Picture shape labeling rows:
— begin —

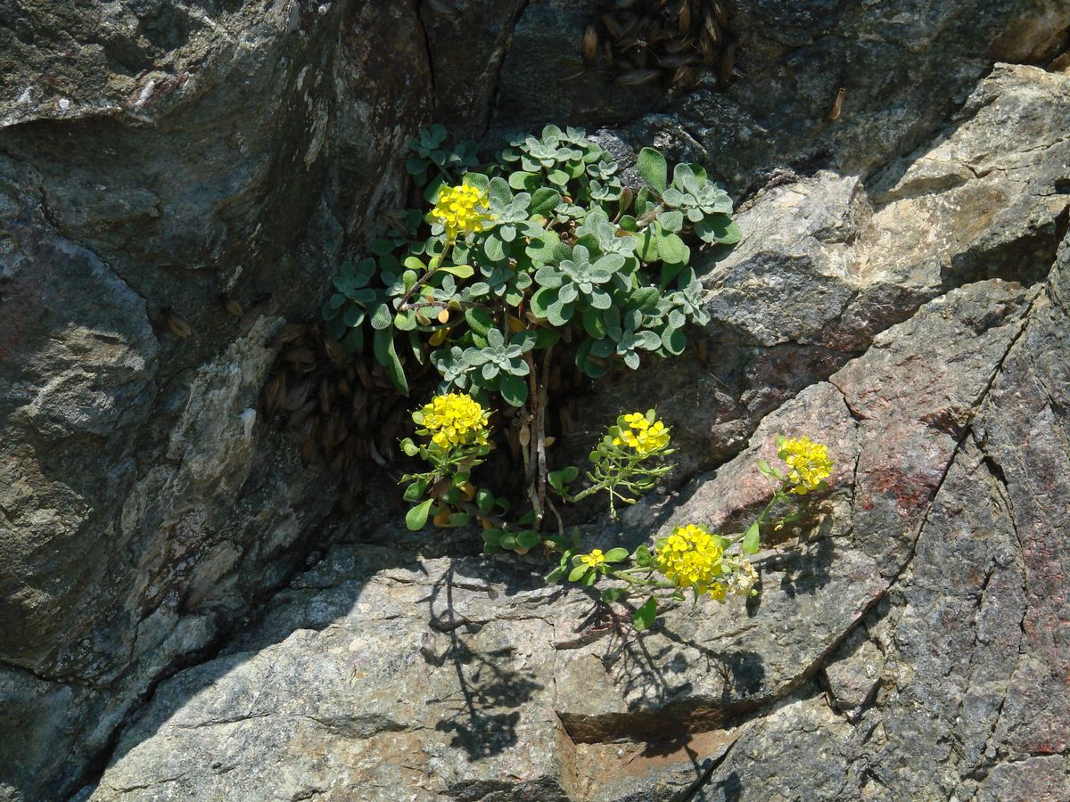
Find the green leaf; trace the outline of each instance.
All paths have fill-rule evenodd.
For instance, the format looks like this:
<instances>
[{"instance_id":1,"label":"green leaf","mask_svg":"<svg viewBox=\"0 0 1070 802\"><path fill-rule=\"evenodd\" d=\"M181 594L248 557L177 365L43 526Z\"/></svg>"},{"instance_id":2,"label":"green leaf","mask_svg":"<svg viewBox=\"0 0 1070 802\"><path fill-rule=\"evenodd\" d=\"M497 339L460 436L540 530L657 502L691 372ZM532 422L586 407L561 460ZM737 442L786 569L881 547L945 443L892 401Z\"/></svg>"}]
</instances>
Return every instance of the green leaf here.
<instances>
[{"instance_id":1,"label":"green leaf","mask_svg":"<svg viewBox=\"0 0 1070 802\"><path fill-rule=\"evenodd\" d=\"M439 269L457 278L472 278L475 275L475 268L470 264L444 264Z\"/></svg>"},{"instance_id":2,"label":"green leaf","mask_svg":"<svg viewBox=\"0 0 1070 802\"><path fill-rule=\"evenodd\" d=\"M550 312L550 306L557 300L557 291L555 289L544 287L541 290L532 295L531 298L531 310L536 318L546 319L547 314Z\"/></svg>"},{"instance_id":3,"label":"green leaf","mask_svg":"<svg viewBox=\"0 0 1070 802\"><path fill-rule=\"evenodd\" d=\"M489 515L490 511L494 509L494 494L486 488L479 488L475 494L475 506L479 508L479 512Z\"/></svg>"},{"instance_id":4,"label":"green leaf","mask_svg":"<svg viewBox=\"0 0 1070 802\"><path fill-rule=\"evenodd\" d=\"M482 172L467 172L464 173L464 183L469 186L474 186L480 192L490 191L490 179L484 175Z\"/></svg>"},{"instance_id":5,"label":"green leaf","mask_svg":"<svg viewBox=\"0 0 1070 802\"><path fill-rule=\"evenodd\" d=\"M534 178L536 178L535 173L524 172L523 170L509 173L509 186L513 187L514 189L524 189L528 185L528 182ZM554 203L553 205L555 206L557 204Z\"/></svg>"},{"instance_id":6,"label":"green leaf","mask_svg":"<svg viewBox=\"0 0 1070 802\"><path fill-rule=\"evenodd\" d=\"M658 229L658 226L657 223L654 223L653 226L647 226L636 235L639 240L639 247L636 248L636 256L644 262L658 261L658 237L656 229Z\"/></svg>"},{"instance_id":7,"label":"green leaf","mask_svg":"<svg viewBox=\"0 0 1070 802\"><path fill-rule=\"evenodd\" d=\"M561 192L548 186L539 187L532 194L532 204L530 206L533 215L548 215L554 206L561 203Z\"/></svg>"},{"instance_id":8,"label":"green leaf","mask_svg":"<svg viewBox=\"0 0 1070 802\"><path fill-rule=\"evenodd\" d=\"M636 624L636 629L642 632L643 630L648 630L654 626L654 619L658 615L658 600L653 596L643 602L643 606L639 607L631 616L632 623Z\"/></svg>"},{"instance_id":9,"label":"green leaf","mask_svg":"<svg viewBox=\"0 0 1070 802\"><path fill-rule=\"evenodd\" d=\"M424 495L425 490L427 490L427 482L415 481L404 489L404 493L402 494L401 497L404 498L407 502L415 503L421 499L421 497Z\"/></svg>"},{"instance_id":10,"label":"green leaf","mask_svg":"<svg viewBox=\"0 0 1070 802\"><path fill-rule=\"evenodd\" d=\"M464 320L473 331L483 337L494 327L494 319L485 309L465 309Z\"/></svg>"},{"instance_id":11,"label":"green leaf","mask_svg":"<svg viewBox=\"0 0 1070 802\"><path fill-rule=\"evenodd\" d=\"M756 554L761 545L762 534L759 531L758 522L755 521L747 527L747 533L743 536L743 552L744 554Z\"/></svg>"},{"instance_id":12,"label":"green leaf","mask_svg":"<svg viewBox=\"0 0 1070 802\"><path fill-rule=\"evenodd\" d=\"M691 258L691 249L676 234L662 232L658 235L658 256L670 264L684 264Z\"/></svg>"},{"instance_id":13,"label":"green leaf","mask_svg":"<svg viewBox=\"0 0 1070 802\"><path fill-rule=\"evenodd\" d=\"M491 179L487 194L495 207L507 206L513 202L513 192L504 179Z\"/></svg>"},{"instance_id":14,"label":"green leaf","mask_svg":"<svg viewBox=\"0 0 1070 802\"><path fill-rule=\"evenodd\" d=\"M409 382L406 381L404 369L401 367L401 360L398 359L398 352L394 350L394 331L388 328L376 331L372 350L376 354L376 361L386 368L394 386L402 396L408 397Z\"/></svg>"},{"instance_id":15,"label":"green leaf","mask_svg":"<svg viewBox=\"0 0 1070 802\"><path fill-rule=\"evenodd\" d=\"M603 602L606 602L607 604L612 604L617 599L620 599L622 596L624 596L624 592L625 592L624 588L608 587L605 590L602 590L601 600Z\"/></svg>"},{"instance_id":16,"label":"green leaf","mask_svg":"<svg viewBox=\"0 0 1070 802\"><path fill-rule=\"evenodd\" d=\"M656 287L640 287L631 293L631 305L642 312L652 312L657 307L660 297L661 293ZM605 337L606 335L599 336Z\"/></svg>"},{"instance_id":17,"label":"green leaf","mask_svg":"<svg viewBox=\"0 0 1070 802\"><path fill-rule=\"evenodd\" d=\"M505 248L502 241L493 234L489 234L483 242L483 251L491 262L501 262L505 259Z\"/></svg>"},{"instance_id":18,"label":"green leaf","mask_svg":"<svg viewBox=\"0 0 1070 802\"><path fill-rule=\"evenodd\" d=\"M655 294L657 290L654 291ZM586 333L597 340L600 340L606 336L606 321L602 319L602 313L593 308L583 310L583 328Z\"/></svg>"},{"instance_id":19,"label":"green leaf","mask_svg":"<svg viewBox=\"0 0 1070 802\"><path fill-rule=\"evenodd\" d=\"M580 469L576 467L576 465L569 465L561 471L551 471L546 478L547 481L550 482L551 488L556 490L559 493L563 493L565 491L565 485L576 479L579 475Z\"/></svg>"},{"instance_id":20,"label":"green leaf","mask_svg":"<svg viewBox=\"0 0 1070 802\"><path fill-rule=\"evenodd\" d=\"M704 243L735 245L743 237L739 227L728 215L709 215L694 223L694 233Z\"/></svg>"},{"instance_id":21,"label":"green leaf","mask_svg":"<svg viewBox=\"0 0 1070 802\"><path fill-rule=\"evenodd\" d=\"M661 223L661 228L666 231L672 231L673 233L678 232L684 228L684 213L683 212L662 212L658 215L658 222Z\"/></svg>"},{"instance_id":22,"label":"green leaf","mask_svg":"<svg viewBox=\"0 0 1070 802\"><path fill-rule=\"evenodd\" d=\"M668 186L669 166L666 157L653 148L644 148L639 152L639 160L636 165L643 181L652 187L663 192Z\"/></svg>"},{"instance_id":23,"label":"green leaf","mask_svg":"<svg viewBox=\"0 0 1070 802\"><path fill-rule=\"evenodd\" d=\"M542 538L534 529L524 529L517 535L517 545L521 549L534 549L542 542Z\"/></svg>"},{"instance_id":24,"label":"green leaf","mask_svg":"<svg viewBox=\"0 0 1070 802\"><path fill-rule=\"evenodd\" d=\"M417 504L406 513L404 525L410 531L418 531L424 528L424 525L427 523L427 515L431 511L431 504L433 502L433 498L428 498L426 502Z\"/></svg>"},{"instance_id":25,"label":"green leaf","mask_svg":"<svg viewBox=\"0 0 1070 802\"><path fill-rule=\"evenodd\" d=\"M590 570L591 569L587 566L581 562L580 565L578 565L576 568L574 568L571 571L568 572L568 581L579 582L583 577L583 575Z\"/></svg>"},{"instance_id":26,"label":"green leaf","mask_svg":"<svg viewBox=\"0 0 1070 802\"><path fill-rule=\"evenodd\" d=\"M528 400L528 382L520 376L503 373L498 390L502 394L505 402L511 406L523 406Z\"/></svg>"},{"instance_id":27,"label":"green leaf","mask_svg":"<svg viewBox=\"0 0 1070 802\"><path fill-rule=\"evenodd\" d=\"M384 328L389 328L394 323L394 312L386 304L380 304L376 307L374 313L371 315L371 327L377 330L382 330Z\"/></svg>"}]
</instances>

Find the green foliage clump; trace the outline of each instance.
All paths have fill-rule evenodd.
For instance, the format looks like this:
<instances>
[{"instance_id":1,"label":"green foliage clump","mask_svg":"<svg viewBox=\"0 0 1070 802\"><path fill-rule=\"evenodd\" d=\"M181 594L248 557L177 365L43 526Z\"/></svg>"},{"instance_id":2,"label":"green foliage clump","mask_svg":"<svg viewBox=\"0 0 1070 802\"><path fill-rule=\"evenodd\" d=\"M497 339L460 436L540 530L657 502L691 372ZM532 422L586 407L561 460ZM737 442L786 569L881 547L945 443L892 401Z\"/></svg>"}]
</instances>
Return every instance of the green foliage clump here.
<instances>
[{"instance_id":1,"label":"green foliage clump","mask_svg":"<svg viewBox=\"0 0 1070 802\"><path fill-rule=\"evenodd\" d=\"M592 379L643 356L684 351L684 328L708 320L689 266L703 244L731 245L732 201L698 165L643 149L638 191L584 132L548 125L510 139L480 164L475 145L444 144L432 126L410 141L407 168L437 202L472 187L485 203L478 230L433 213L393 215L372 256L342 265L323 308L328 331L351 352L370 335L397 388L409 383L399 349L463 390L514 406L532 395L533 370L562 339Z\"/></svg>"},{"instance_id":2,"label":"green foliage clump","mask_svg":"<svg viewBox=\"0 0 1070 802\"><path fill-rule=\"evenodd\" d=\"M831 462L805 437L778 441L790 471L761 462L777 483L766 510L743 533L675 527L633 553L580 553L554 506L605 493L610 514L655 487L671 465L670 430L651 410L621 415L595 443L584 471L550 469L547 385L553 358L567 355L596 380L644 359L681 354L688 324L703 324L702 286L690 266L698 249L731 246L739 230L732 201L699 165L644 148L643 185L622 183L620 166L576 128L548 125L539 137L510 138L489 161L473 142L446 145L442 126L410 140L407 169L422 209L392 213L371 256L342 265L323 307L328 333L350 353L371 351L395 386L409 394L400 353L437 369L437 395L412 414L416 438L402 451L426 471L406 474L410 529L483 527L485 551L556 553L548 582L610 583L607 603L628 603L637 628L649 627L659 599L723 601L755 591L748 559L777 504L824 488ZM408 358L408 357L407 357ZM513 505L477 484L474 471L494 448L500 413L519 432L528 504ZM544 534L547 512L556 533ZM789 519L781 519L778 526Z\"/></svg>"}]
</instances>

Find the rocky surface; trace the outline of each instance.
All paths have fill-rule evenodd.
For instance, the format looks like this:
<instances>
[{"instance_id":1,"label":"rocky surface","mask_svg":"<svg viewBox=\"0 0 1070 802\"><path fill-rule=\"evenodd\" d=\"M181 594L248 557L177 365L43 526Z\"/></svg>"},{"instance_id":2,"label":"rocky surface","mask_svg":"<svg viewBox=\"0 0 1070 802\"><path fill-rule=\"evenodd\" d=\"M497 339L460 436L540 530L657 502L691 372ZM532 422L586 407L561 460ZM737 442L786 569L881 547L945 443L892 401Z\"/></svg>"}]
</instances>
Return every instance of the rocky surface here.
<instances>
[{"instance_id":1,"label":"rocky surface","mask_svg":"<svg viewBox=\"0 0 1070 802\"><path fill-rule=\"evenodd\" d=\"M75 782L334 505L257 407L429 115L372 6L0 9L0 798Z\"/></svg>"},{"instance_id":2,"label":"rocky surface","mask_svg":"<svg viewBox=\"0 0 1070 802\"><path fill-rule=\"evenodd\" d=\"M264 765L285 767L278 799L1066 798L1068 86L1002 67L899 190L819 173L742 216L750 238L707 274L707 336L842 367L794 376L734 459L586 537L731 529L768 498L753 465L776 435L820 437L832 489L759 556L760 597L637 635L537 568L354 530L224 654L159 685L90 798L253 798ZM984 175L912 176L970 164L982 114L1029 93L1052 160L1025 132L1008 142L1002 173L1035 160L1000 190L1033 205L973 233ZM942 201L965 218L934 219L928 248L880 236ZM995 240L1020 259L987 259ZM684 400L662 410L687 415Z\"/></svg>"},{"instance_id":3,"label":"rocky surface","mask_svg":"<svg viewBox=\"0 0 1070 802\"><path fill-rule=\"evenodd\" d=\"M730 6L730 84L672 105L574 75L557 0L0 9L0 799L1070 799L1070 75L993 67L1070 11ZM584 400L681 445L585 537L732 526L821 437L761 597L637 636L398 537L369 472L321 530L338 477L258 419L273 337L432 118L620 123L745 200L698 361Z\"/></svg>"}]
</instances>

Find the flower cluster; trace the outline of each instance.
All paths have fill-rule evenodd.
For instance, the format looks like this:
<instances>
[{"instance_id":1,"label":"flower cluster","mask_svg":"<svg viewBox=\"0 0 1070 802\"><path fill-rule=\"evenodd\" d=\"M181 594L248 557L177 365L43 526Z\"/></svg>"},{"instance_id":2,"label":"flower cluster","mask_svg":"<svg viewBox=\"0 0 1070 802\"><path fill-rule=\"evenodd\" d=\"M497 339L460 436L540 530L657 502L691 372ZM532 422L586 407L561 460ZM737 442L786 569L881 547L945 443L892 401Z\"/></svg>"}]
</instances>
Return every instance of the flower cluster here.
<instances>
[{"instance_id":1,"label":"flower cluster","mask_svg":"<svg viewBox=\"0 0 1070 802\"><path fill-rule=\"evenodd\" d=\"M442 449L454 446L486 446L490 414L467 394L435 396L421 410L424 429Z\"/></svg>"},{"instance_id":2,"label":"flower cluster","mask_svg":"<svg viewBox=\"0 0 1070 802\"><path fill-rule=\"evenodd\" d=\"M792 472L788 481L793 484L792 493L800 496L817 490L832 473L832 461L828 459L828 446L814 443L807 437L792 437L783 441L777 449L780 459L788 463Z\"/></svg>"},{"instance_id":3,"label":"flower cluster","mask_svg":"<svg viewBox=\"0 0 1070 802\"><path fill-rule=\"evenodd\" d=\"M724 558L724 566L731 569L731 573L729 573L723 580L724 585L721 589L722 597L725 589L733 596L756 595L754 585L758 583L758 570L751 565L749 559L738 555L732 555Z\"/></svg>"},{"instance_id":4,"label":"flower cluster","mask_svg":"<svg viewBox=\"0 0 1070 802\"><path fill-rule=\"evenodd\" d=\"M622 444L636 449L639 453L649 453L669 445L669 430L660 420L653 423L640 412L624 416L627 429L622 428L620 435L613 438L613 445Z\"/></svg>"},{"instance_id":5,"label":"flower cluster","mask_svg":"<svg viewBox=\"0 0 1070 802\"><path fill-rule=\"evenodd\" d=\"M439 200L431 209L431 217L446 229L446 237L454 240L458 233L483 231L493 218L489 214L490 201L486 192L474 186L460 184L439 190Z\"/></svg>"},{"instance_id":6,"label":"flower cluster","mask_svg":"<svg viewBox=\"0 0 1070 802\"><path fill-rule=\"evenodd\" d=\"M724 588L717 582L722 574L724 547L720 538L694 524L677 526L672 535L658 542L655 560L658 570L677 587L693 587L698 593L708 592L723 598Z\"/></svg>"},{"instance_id":7,"label":"flower cluster","mask_svg":"<svg viewBox=\"0 0 1070 802\"><path fill-rule=\"evenodd\" d=\"M591 551L591 554L580 555L580 562L582 562L585 566L591 566L592 568L600 566L605 561L606 561L606 555L602 554L601 549L593 549Z\"/></svg>"}]
</instances>

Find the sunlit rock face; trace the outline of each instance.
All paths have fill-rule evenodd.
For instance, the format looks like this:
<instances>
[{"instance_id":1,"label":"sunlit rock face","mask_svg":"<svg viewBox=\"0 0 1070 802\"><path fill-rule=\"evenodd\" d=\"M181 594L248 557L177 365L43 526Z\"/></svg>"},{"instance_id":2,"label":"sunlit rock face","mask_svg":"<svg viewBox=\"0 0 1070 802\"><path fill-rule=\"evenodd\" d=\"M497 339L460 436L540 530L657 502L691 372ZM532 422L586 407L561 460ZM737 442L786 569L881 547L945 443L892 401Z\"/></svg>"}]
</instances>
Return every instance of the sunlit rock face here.
<instances>
[{"instance_id":1,"label":"sunlit rock face","mask_svg":"<svg viewBox=\"0 0 1070 802\"><path fill-rule=\"evenodd\" d=\"M729 79L674 98L556 0L0 9L0 799L1070 796L1070 11L725 5ZM821 438L761 596L637 636L265 425L432 120L734 194L701 349L581 405L657 405L677 472L583 536L731 529Z\"/></svg>"}]
</instances>

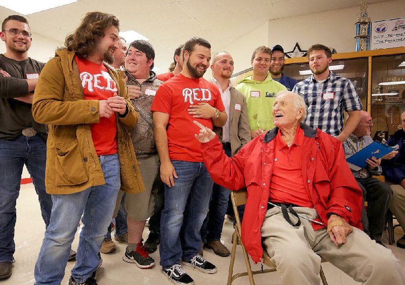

— end —

_What you have to do_
List all lines in the rows above that contain the word "every", matching case exactly.

_Result_
Return every instance of the green leaf here.
Return every instance of the green foliage clump here.
Return every instance of the rocky surface here.
Return every instance of the flower cluster here.
Return every instance of the sunlit rock face here.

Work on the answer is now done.